:: Task details ::
Repeat every line of the records below without any changes, but leave out the pictures.

BEGIN The data

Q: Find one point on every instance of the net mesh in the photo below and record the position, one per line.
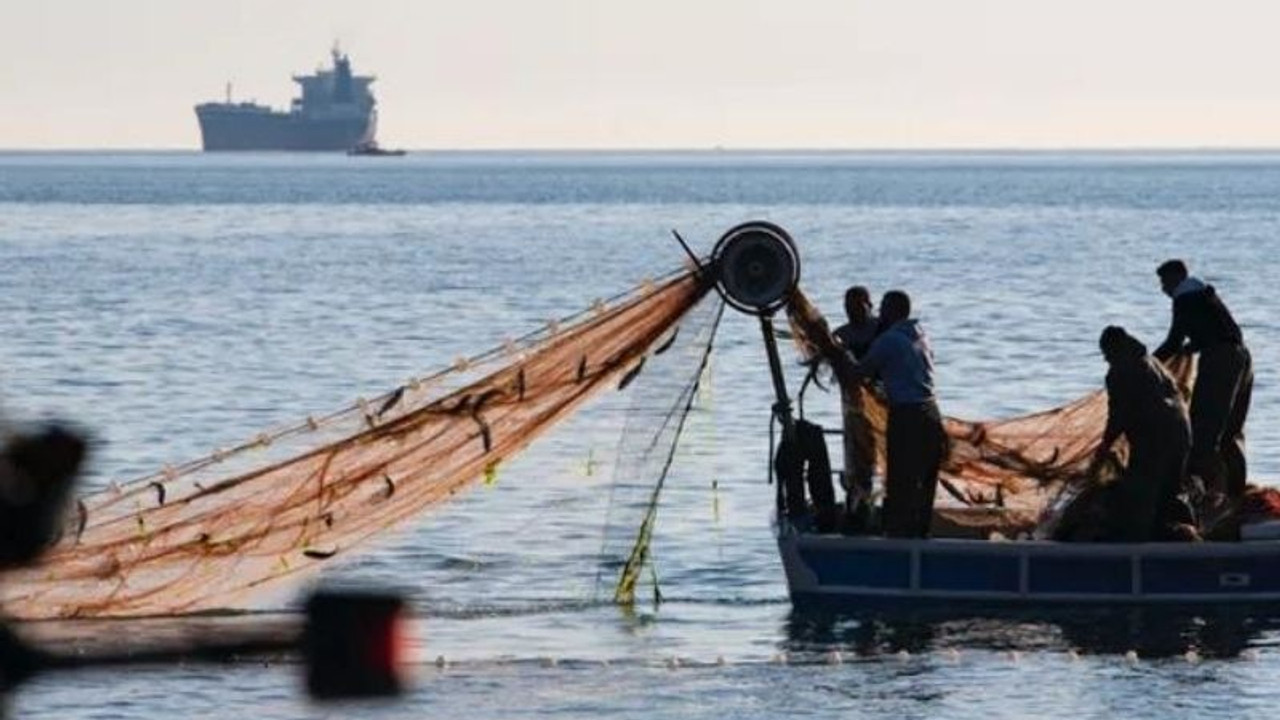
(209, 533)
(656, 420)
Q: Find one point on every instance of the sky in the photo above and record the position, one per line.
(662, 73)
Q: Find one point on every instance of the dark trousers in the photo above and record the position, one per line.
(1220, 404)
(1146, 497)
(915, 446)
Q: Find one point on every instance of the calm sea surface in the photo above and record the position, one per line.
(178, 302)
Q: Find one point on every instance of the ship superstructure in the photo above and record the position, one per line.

END The data

:: Task solution ::
Q: Find one point on every instance of the net mesh in the photo below and record the position, one per line.
(209, 533)
(656, 420)
Q: Find one point on every instance of the sky in the photo above and record the position, one per line.
(662, 73)
Q: Find one point on every instance of the dark trousers in the photo above and record the position, one per line.
(1220, 404)
(1146, 497)
(915, 446)
Q: Find one point on every instance of the calm sea surface in the photo above and record the position, one per line.
(178, 302)
Q: Find one point on every instance of the ship superstructure in the photo above and record the position, one per line.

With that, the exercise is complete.